_WHAT YOU NEED TO DO_
a – According to the article on the Pennsylvania Catholic boarding school, who is the academy's headmaster?
b – Rewrite more briefly the paragraph of the article on the Pennsylvania Catholic boarding school that begins "The academy, presently located in Scranton".
c – Print, word for word, the passage of the article on the Pennsylvania Catholic boarding school that opens with the words containing "Pennsylvania boarding school" and closes with "CNA June 11.".

_PROVIDED TEXT_
::::::

Archive of June 22, 2014

Pennsylvania boarding school aims to build Catholic culture

Scranton, Pa., Jun 22, 2014 (CNA/EWTN News) - Gregory the Great Academy, a Catholic all-boys boarding school, has graduated its first class as part of its efforts to form young men in a life of virtue for the building up of a Catholic culture.

“The spirit of the school is certainly characterized by joy,” Sean Fitzpatrick, the academy’s headmaster, told CNA June 11.

“We strive to rejoice in the truth at Gregory the Great and to participate in those mysterious realms of joy where men can, by some miracle, join their voices and even their actions to a chorus of divine praise.”

The academy, presently located in Scranton, was founded after the Priestly Fraternity of St. Peter closed down the Elmhurst, Pa.-based St. Gregory’s Academy in 2012 after 19 years in operation.

Many of the school’s lay faculty and a group of alumni decided to begin a new school, with no official link to its predecessor.

The new school’s supporters include Bishop James Conley of Lincoln, who sits on its board of directors, and Abbot Philip Anderson of Our Lady of the Annunciation Monastery in Clear Creek, Okla.

::::::

_DATA EXCERPTS_

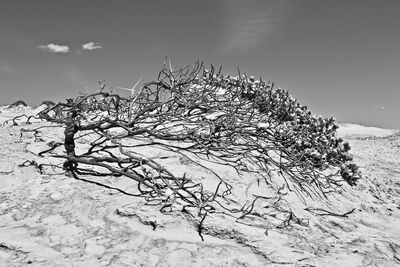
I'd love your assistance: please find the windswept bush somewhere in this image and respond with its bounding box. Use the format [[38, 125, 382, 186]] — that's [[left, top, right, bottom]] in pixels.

::::::

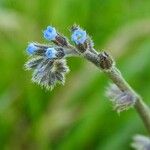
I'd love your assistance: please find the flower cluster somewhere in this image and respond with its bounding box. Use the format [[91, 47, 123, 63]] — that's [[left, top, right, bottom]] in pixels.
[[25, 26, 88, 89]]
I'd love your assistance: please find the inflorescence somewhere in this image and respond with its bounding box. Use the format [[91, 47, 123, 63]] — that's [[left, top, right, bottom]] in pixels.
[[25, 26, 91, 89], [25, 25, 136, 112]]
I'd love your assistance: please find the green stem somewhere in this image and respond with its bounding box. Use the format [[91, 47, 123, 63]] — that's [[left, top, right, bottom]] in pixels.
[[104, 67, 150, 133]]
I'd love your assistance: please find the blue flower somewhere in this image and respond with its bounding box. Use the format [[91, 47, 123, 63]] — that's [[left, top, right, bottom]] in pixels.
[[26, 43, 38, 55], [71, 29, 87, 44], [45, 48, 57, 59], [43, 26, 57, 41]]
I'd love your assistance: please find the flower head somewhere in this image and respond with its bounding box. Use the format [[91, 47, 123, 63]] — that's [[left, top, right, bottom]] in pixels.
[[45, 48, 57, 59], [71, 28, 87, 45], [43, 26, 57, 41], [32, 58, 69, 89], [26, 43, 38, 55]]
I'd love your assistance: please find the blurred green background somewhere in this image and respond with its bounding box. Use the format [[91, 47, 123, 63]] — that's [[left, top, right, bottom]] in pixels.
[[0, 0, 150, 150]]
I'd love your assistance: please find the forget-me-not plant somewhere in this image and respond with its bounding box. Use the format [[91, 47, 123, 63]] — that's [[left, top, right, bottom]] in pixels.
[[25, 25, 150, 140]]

::::::

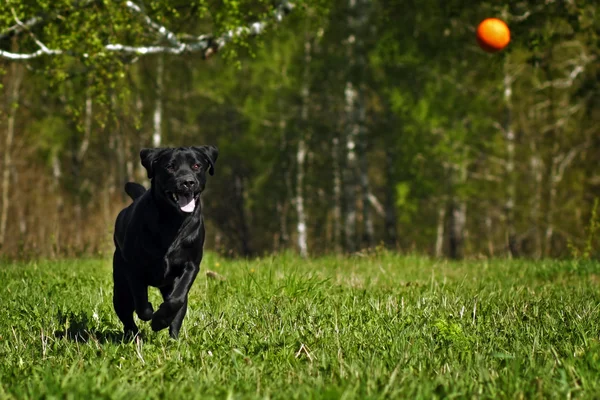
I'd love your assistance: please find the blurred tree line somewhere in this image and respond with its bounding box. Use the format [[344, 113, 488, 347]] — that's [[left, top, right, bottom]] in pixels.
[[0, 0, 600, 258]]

::::::

_FINAL ANSWERS_
a – Sean Fitzpatrick

b – The academy, now in Scranton, was founded after the Priestly Fraternity of St. Peter closed St. Gregory's Academy of Elmhurst, Pa., in 2012, after 19 years in operation.

c –
Pennsylvania boarding school aims to build Catholic culture

Scranton, Pa., Jun 22, 2014 (CNA/EWTN News) - Gregory the Great Academy, a Catholic all-boys boarding school, has graduated its first class as part of its efforts to form young men in a life of virtue for the building up of a Catholic culture.

“The spirit of the school is certainly characterized by joy,” Sean Fitzpatrick, the academy’s headmaster, told CNA June 11.